» Written request
Please write out the complete listing that follows, exactly as it reads.
· · · ·
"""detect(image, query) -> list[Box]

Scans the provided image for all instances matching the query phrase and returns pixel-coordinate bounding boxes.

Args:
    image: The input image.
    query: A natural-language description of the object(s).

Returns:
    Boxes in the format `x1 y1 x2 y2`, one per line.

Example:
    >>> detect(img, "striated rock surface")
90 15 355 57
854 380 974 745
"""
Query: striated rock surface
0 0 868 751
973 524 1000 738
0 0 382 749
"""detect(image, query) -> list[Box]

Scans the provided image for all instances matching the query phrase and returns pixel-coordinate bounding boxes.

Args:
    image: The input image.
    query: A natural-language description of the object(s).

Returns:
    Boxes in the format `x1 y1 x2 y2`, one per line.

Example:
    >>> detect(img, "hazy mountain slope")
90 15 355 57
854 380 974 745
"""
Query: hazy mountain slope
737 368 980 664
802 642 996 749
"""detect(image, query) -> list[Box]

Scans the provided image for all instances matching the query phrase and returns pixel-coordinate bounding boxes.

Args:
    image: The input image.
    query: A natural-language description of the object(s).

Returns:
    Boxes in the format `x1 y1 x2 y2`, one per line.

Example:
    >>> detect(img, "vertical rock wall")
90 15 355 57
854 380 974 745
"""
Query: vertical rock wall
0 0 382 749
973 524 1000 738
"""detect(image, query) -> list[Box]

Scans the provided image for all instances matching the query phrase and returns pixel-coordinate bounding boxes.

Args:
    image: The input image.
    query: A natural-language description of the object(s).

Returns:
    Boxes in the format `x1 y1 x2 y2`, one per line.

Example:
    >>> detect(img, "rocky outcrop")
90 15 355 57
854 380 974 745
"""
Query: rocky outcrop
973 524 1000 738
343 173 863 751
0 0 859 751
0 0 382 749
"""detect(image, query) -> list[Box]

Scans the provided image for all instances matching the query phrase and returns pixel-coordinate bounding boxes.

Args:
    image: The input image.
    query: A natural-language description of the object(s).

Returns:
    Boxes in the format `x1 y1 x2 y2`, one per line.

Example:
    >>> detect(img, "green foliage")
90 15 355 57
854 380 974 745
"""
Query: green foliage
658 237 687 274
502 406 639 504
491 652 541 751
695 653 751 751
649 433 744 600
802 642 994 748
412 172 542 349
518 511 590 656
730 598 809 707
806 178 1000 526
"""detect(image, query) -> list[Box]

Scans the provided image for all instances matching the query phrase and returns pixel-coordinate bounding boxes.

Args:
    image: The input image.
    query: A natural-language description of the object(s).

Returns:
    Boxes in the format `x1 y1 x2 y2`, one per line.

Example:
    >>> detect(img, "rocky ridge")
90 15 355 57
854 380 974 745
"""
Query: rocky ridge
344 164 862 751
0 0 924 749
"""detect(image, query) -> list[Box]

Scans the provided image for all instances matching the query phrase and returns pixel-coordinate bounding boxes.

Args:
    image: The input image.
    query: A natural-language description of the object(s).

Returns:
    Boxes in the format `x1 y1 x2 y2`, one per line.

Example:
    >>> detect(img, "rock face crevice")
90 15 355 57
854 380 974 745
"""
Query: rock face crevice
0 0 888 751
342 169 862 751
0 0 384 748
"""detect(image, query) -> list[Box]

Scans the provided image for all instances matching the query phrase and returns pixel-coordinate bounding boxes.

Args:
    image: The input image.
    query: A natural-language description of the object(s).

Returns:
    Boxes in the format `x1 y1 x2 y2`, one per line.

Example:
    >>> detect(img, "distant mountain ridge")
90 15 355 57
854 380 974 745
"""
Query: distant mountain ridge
· · · ·
» Exercise output
"""detect(image, query) -> list[Box]

Scans the provided image for all instances matching the query phrase and returns pixel-coordinate bounding boxes.

Args:
    image: The input image.
    query: A natural-language description of the object(s).

Returns:
    Boxes in the format `x1 y1 x2 y2`, one per line.

Example:
    >>> detect(img, "striated rock surface")
90 15 355 57
854 380 974 745
"""
Query: striated rock surface
0 0 868 751
973 524 1000 738
0 0 382 749
"""detect(image, query) -> list[Box]

Scans the provided image for all instances matching the query phrase and returns pixel-coordinate bounding boxes.

Args:
    image: The input image.
    query: A natural-language description of the object(s).

Returns:
    Boxes in the format `x1 y1 x2 y2`, one per line.

Example:
    >>> detect(img, "hazy mountain slope")
90 15 355 57
854 380 974 745
"""
Query: hazy mountain slope
737 368 980 664
802 642 996 749
"""detect(image, query) -> list[Box]

Scans the provided image for all instances matching the query phrase and returns pixel-coordinate bounding boxes.

Args:
    image: The input image.
    query: A natural-language description of the object(s).

Returns:
    Boxes in the format `x1 y1 x2 y2`, one per line.

Example:
    >>> detect(img, "vertical rock wall")
90 15 355 57
854 380 974 745
"""
Query: vertical rock wall
0 0 382 749
973 524 1000 738
"""detect(image, query) -> list[Box]

Scans the provided image for all instances matching the query phrase and returns pixel-coordinate bounding boxes.

Args:
    image: The input image.
    query: A natural-language description of the object(s).

Returns:
    Boxes in the format `x1 y1 x2 y2`, one per line.

Example:
    >>> detect(img, "rocky outcrop")
90 15 355 57
854 380 974 745
"""
Query: rocky outcrop
973 524 1000 738
343 173 863 751
0 0 859 751
0 0 382 749
"""detect(image, query) -> list[Box]

Scans the provided image for all instances matching the query phrase and returns pixel-coordinate bounding boxes.

Args:
    image: The input image.
    query: A natural-language description of the object(s).

Returns:
    Boxes in the format `x1 y1 x2 y2`, one per line.

Example:
    >>> detect(img, "green foliage")
90 15 355 57
854 380 974 745
"""
Query: green foliage
658 237 687 274
502 406 639 504
491 652 541 751
695 653 751 751
649 433 744 600
802 642 994 748
412 172 542 349
518 511 590 656
730 598 809 707
806 178 1000 526
"""detect(image, query) -> list[Box]

Scans the provided image for all instances matching the query phrase and returns pixel-coordinate bounding boxes.

Args:
    image: The input image.
    query: A natural-language description of the object(s).

Returns:
    Boxes in the format `x1 y1 x2 y2`, one per line.

Example:
    >>> detect(img, "rocky ridge")
90 15 355 57
854 380 974 745
"""
Query: rocky ridge
344 164 862 751
0 0 924 749
"""detect(image, query) -> list[Box]

Scans the provided image for all instances matching the query phrase and returns pixel-coordinate bounding boxes.

Args:
    image: The input image.
    query: A natural-language description of the object(s).

Returns:
    Boxes in the format `x1 y1 x2 y2`, one per line.

Example:
    >>> detect(img, "rock face crevice")
90 15 355 57
854 380 974 745
"""
Query: rock face crevice
0 0 888 751
342 169 862 751
0 0 384 748
"""detect(image, query) -> list[Box]

Scans the provided image for all instances matching the query phrase and returns pixel-coordinate bounding boxes.

Args:
    image: The input image.
    query: A natural-language description of the object(s).

Returns:
    Boxes in the format `x1 y1 x2 y2`, one per line.

Example:
    >>> detect(img, "distant mountain ridge")
90 15 355 57
854 380 974 745
"""
Query: distant mountain ridge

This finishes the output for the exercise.